» GIVEN INSTRUCTION
Please quote every line of the items below verbatim, in their original order.

++++ INPUT FOR THIS TASK ++++

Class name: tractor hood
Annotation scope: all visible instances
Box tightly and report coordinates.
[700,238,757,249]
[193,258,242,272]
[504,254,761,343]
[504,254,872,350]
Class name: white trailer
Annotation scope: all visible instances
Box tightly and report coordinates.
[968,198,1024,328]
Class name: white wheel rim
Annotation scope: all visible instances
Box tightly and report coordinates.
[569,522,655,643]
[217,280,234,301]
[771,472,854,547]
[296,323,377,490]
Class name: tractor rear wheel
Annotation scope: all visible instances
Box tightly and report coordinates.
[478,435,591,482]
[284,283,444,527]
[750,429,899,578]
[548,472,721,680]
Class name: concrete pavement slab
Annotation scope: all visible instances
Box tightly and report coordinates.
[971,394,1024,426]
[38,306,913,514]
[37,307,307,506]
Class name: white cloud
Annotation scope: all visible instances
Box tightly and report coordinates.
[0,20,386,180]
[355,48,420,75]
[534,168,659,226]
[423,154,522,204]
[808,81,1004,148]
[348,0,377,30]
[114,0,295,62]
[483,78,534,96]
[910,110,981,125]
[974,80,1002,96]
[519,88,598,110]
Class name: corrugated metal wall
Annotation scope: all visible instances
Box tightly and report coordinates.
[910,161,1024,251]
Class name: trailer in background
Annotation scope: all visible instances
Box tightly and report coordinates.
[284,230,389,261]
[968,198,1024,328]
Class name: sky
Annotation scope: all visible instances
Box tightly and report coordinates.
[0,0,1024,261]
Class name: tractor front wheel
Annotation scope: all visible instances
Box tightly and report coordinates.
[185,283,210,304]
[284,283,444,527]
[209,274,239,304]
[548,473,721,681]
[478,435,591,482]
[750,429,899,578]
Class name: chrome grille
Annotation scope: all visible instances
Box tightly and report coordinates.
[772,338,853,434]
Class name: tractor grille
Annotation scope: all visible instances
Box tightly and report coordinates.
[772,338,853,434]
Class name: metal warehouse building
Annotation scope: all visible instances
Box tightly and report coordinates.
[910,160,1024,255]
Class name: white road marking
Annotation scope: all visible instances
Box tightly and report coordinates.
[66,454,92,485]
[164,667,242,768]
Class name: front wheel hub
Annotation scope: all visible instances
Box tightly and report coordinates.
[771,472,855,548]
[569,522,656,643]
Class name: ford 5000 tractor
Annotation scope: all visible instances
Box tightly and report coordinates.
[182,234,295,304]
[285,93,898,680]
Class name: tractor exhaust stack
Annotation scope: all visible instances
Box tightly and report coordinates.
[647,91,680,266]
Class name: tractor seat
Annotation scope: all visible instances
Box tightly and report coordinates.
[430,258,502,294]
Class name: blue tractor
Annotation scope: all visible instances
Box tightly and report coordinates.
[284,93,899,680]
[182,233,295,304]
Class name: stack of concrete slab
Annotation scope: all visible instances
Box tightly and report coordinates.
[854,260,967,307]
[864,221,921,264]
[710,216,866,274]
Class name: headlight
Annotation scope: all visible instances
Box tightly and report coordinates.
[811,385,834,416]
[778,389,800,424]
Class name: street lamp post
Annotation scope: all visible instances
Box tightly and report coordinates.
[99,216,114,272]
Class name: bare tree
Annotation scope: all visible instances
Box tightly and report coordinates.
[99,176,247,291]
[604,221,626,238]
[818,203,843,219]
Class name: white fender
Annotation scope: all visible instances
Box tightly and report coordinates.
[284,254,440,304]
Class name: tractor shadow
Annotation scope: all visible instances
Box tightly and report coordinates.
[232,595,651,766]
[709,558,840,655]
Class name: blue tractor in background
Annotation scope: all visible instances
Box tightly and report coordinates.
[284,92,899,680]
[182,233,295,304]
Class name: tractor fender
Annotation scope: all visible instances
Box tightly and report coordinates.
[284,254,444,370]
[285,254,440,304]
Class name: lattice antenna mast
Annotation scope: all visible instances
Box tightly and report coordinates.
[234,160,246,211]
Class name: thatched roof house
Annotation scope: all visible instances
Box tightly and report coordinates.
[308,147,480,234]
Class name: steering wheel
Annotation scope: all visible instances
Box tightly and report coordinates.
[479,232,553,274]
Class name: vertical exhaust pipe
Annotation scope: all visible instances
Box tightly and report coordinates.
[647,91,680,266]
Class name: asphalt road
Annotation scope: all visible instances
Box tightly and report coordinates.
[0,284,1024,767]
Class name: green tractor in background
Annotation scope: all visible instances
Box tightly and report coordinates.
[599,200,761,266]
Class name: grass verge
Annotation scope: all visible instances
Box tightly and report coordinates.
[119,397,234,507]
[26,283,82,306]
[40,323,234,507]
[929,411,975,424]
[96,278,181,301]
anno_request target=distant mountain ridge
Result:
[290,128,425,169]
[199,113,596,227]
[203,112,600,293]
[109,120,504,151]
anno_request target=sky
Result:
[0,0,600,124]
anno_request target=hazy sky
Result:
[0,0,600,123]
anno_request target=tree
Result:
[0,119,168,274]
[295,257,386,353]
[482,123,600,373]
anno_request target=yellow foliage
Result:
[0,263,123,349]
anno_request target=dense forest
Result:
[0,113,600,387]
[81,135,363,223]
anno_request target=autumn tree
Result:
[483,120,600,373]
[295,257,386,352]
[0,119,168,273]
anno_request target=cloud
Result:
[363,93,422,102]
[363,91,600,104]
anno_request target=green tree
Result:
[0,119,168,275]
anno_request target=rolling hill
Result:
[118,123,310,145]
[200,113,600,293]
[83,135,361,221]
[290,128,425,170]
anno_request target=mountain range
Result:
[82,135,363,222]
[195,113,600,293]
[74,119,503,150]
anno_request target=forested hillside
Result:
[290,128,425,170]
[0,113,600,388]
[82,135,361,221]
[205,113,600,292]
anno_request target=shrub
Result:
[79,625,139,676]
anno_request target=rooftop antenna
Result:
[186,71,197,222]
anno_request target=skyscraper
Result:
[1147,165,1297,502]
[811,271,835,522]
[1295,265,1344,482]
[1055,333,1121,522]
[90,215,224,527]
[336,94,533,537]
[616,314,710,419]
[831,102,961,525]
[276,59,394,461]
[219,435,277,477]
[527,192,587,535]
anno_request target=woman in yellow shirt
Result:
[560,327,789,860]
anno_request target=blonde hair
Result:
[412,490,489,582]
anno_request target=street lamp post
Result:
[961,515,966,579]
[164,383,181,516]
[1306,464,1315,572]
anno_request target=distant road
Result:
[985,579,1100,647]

++++

» RESULT
Class name: tractor hood
Annotation scope: all visible instances
Box tightly and report coordinates.
[700,238,757,249]
[193,258,242,272]
[504,254,761,343]
[504,254,872,350]
Class name: white trailer
Annotation scope: all visible instances
Box tightly and report coordinates.
[968,198,1024,328]
Class name: white wheel rim
Annotation scope: all visible instances
Box tightly and report coordinates.
[569,522,655,643]
[217,280,234,301]
[771,472,854,547]
[296,323,377,490]
Class name: tractor rear wheel
Annotation scope: all visible instances
Box tightly and report coordinates.
[478,435,591,482]
[284,283,444,527]
[750,429,899,578]
[548,472,721,680]
Class name: concrete pavement slab
Annotation scope: all visible instances
Box tightly and report coordinates.
[971,394,1024,426]
[38,306,913,514]
[37,307,307,506]
Class name: white cloud
Annotation scope: all visible instances
Box tightly and report coordinates.
[0,20,386,180]
[355,48,420,75]
[534,168,659,226]
[423,154,522,204]
[808,81,1004,148]
[348,0,377,30]
[114,0,295,62]
[483,78,534,96]
[910,110,981,125]
[974,80,1002,96]
[519,88,598,110]
Class name: corrugated metal wall
Annotation scope: all visible instances
Box tightly and report coordinates.
[910,161,1024,251]
Class name: trailer in background
Annotation scope: all visible instances
Box tightly and report coordinates.
[284,230,389,261]
[968,198,1024,328]
Class name: sky
Annotation scope: all visible instances
Box tightly and report coordinates.
[0,0,1024,261]
Class name: tractor front wheel
Annotation scope: all visible instances
Box tightly and report coordinates.
[185,283,210,304]
[284,283,444,527]
[209,274,239,304]
[548,473,721,681]
[478,435,591,482]
[750,429,899,578]
Class name: chrome grille
Annotation scope: all visible instances
Box tightly and report coordinates.
[772,338,853,434]
Class name: tractor grille
Annotation scope: all visible instances
Box tightly and report coordinates.
[772,338,853,434]
Class name: metal warehouse building
Annotation scope: all visible instances
Box tightly and report coordinates.
[910,160,1024,255]
Class name: white road marking
Annotation scope: all visible instances
Box tightly and report coordinates.
[66,454,92,485]
[164,667,242,768]
Class name: front wheel hub
Annotation scope: all visible instances
Box tightly and report coordinates.
[771,472,855,548]
[569,522,656,643]
Class name: ford 5000 tractor
Annotation scope: all visible instances
Box tightly and report coordinates.
[182,234,295,304]
[285,93,898,680]
Class name: tractor exhaust stack
Annotation scope: all visible instances
Box tightly and report coordinates.
[647,91,680,266]
Class name: tractor seat
Annotation scope: all visible instances
Box tightly and report coordinates.
[430,258,502,294]
Class name: blue tractor
Annotation scope: all visible instances
Box tightly and report coordinates.
[284,93,899,680]
[182,233,295,304]
Class name: stack of concrete slab
Annotation scope: all visible instances
Box tightly and report coordinates.
[854,260,967,307]
[864,221,921,264]
[710,216,866,274]
Class name: headlight
Annotation scope: all visible instances
Box tightly and report coordinates.
[811,385,834,416]
[778,389,800,424]
Class name: street lamp post
Annotation scope: all visible instances
Box tightly and report coordinates.
[99,216,114,272]
Class name: bare tree
Annotation scope: all visible instances
Box tightly and report coordinates.
[99,176,247,291]
[604,221,626,238]
[818,203,843,219]
Class name: white fender
Annotation scope: all visible instances
Box tightly and report coordinates.
[284,254,440,304]
Class name: tractor shadow
Annotation scope: all visible instances
Box tightly and report coordinates.
[232,595,651,766]
[709,558,840,655]
Class name: blue tractor in background
Annotation scope: all visible instances
Box tightly and report coordinates.
[284,92,899,680]
[182,233,295,304]
Class name: tractor fender
Annotation scope: all visible instances
Box tightly and report coordinates.
[284,254,444,370]
[285,254,440,304]
Class name: lattice antenna mast
Annotation scope: all visible instances
Box tightly and report coordinates.
[234,160,246,211]
Class name: thatched roof house
Annotation scope: all visible instances
Box tightly and report coordinates.
[308,147,480,234]
Class name: steering wheel
Annotation scope: all visible instances
Box tightly and report coordinates.
[479,232,553,274]
Class name: vertical exhaust pipe
Annotation scope: all visible instances
Box tightly and report coordinates.
[647,91,680,266]
Class name: asphalt road
Annotation scope: all visible instances
Box tightly and report coordinates.
[0,284,1024,767]
Class name: green tractor in background
Annotation scope: all visible instances
Box tightly and report coordinates.
[599,200,761,266]
Class name: grass verge
Annotation scope: all visible instances
Box tightly and report coordinates.
[119,397,234,507]
[26,283,82,306]
[40,323,234,507]
[929,411,975,424]
[96,278,181,301]
anno_request target=distant mountain ridge
Result:
[290,128,425,169]
[199,113,596,227]
[203,112,600,293]
[109,120,504,151]
anno_request target=sky
Result:
[0,0,600,124]
anno_request target=hazy sky
Result:
[0,0,600,123]
anno_request target=tree
Result:
[0,119,168,274]
[295,257,386,353]
[482,123,600,373]
anno_request target=yellow foliage
Result:
[0,263,123,349]
anno_request target=dense forest
Result:
[0,113,600,387]
[81,135,363,223]
anno_request target=autumn tree
Result:
[483,120,600,373]
[295,257,386,352]
[0,119,168,273]
anno_request target=cloud
Result:
[363,93,422,102]
[363,91,600,104]
anno_request target=green tree
Result:
[0,119,168,275]
anno_request target=rolling hill
Result:
[118,123,310,145]
[200,113,600,293]
[83,135,361,221]
[290,128,425,170]
anno_request target=mountain range
Result:
[82,135,363,222]
[195,113,600,293]
[74,119,503,150]
anno_request target=forested hillside
Result:
[290,128,425,170]
[0,113,600,388]
[82,135,361,221]
[205,113,600,292]
anno_request target=shrub
Result:
[79,625,139,676]
anno_request target=rooftop antenna
Result:
[186,71,197,222]
anno_request target=skyscraper
Result:
[1147,165,1297,502]
[811,271,835,522]
[1295,265,1344,482]
[1055,333,1121,522]
[90,215,224,527]
[336,94,533,537]
[616,314,710,419]
[831,102,961,525]
[276,59,394,461]
[219,435,277,477]
[527,192,587,535]
anno_request target=woman in yellow shirt
Result:
[560,327,789,860]
anno_request target=blonde hair
Result:
[412,490,489,582]
anno_request target=street lamp post
Result:
[961,515,966,579]
[164,383,181,516]
[1306,464,1315,572]
anno_request target=distant road
Result:
[985,579,1100,647]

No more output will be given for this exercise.